WHAT YOU NEED TO DO> Please copy every line of the records, starting at the line containing "instances of large" and ending at the line containing "top-left (502, 394), bottom-right (600, 450)". Adjust each coordinate in the answer bounding boxes by -148, and leave all other numbers unchanged.

DATA>
===============

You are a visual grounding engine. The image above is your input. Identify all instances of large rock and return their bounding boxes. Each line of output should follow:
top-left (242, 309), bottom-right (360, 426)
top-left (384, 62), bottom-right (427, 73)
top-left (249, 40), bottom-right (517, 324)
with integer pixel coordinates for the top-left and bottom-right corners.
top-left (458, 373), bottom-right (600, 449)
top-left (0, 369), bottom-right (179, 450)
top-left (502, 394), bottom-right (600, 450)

===============

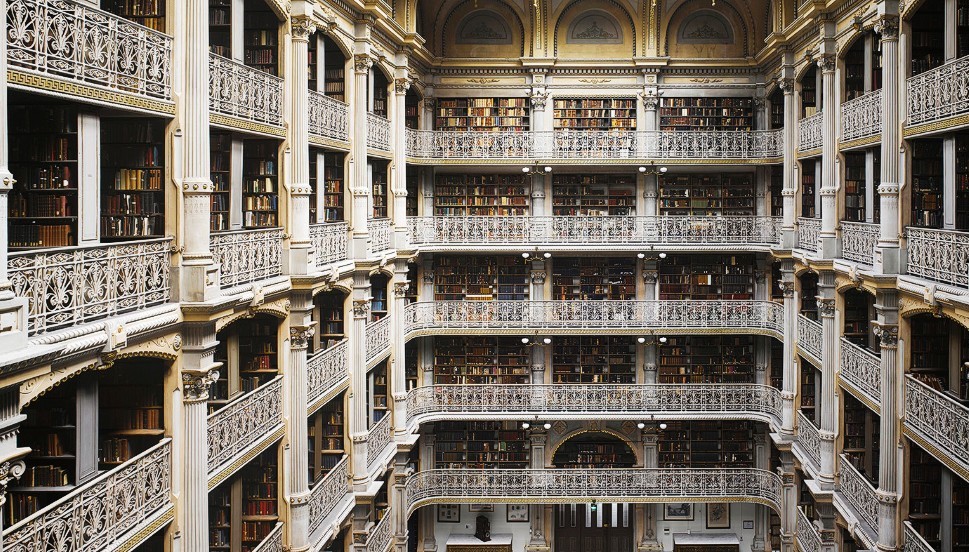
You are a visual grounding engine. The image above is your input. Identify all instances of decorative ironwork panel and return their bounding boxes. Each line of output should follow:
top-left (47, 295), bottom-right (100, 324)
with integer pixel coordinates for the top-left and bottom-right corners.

===============

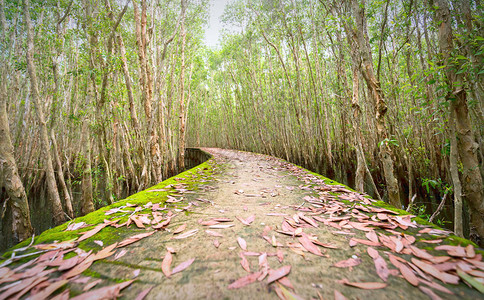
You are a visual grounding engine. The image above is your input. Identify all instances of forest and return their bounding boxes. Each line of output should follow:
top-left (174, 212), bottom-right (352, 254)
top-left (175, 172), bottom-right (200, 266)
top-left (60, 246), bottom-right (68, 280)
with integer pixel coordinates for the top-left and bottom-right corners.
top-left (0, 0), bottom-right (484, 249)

===============

ANSWER TO THE TASK>
You are a visual grounding engine. The image above is your input. Identify all instances of large rock and return their bounding boxes. Each line of output should follow:
top-left (242, 309), bottom-right (360, 426)
top-left (384, 62), bottom-right (427, 73)
top-left (249, 40), bottom-right (517, 324)
with integer pixel coordinates for the top-left and bottom-right corners.
top-left (310, 225), bottom-right (452, 301)
top-left (-148, 221), bottom-right (31, 302)
top-left (354, 246), bottom-right (452, 302)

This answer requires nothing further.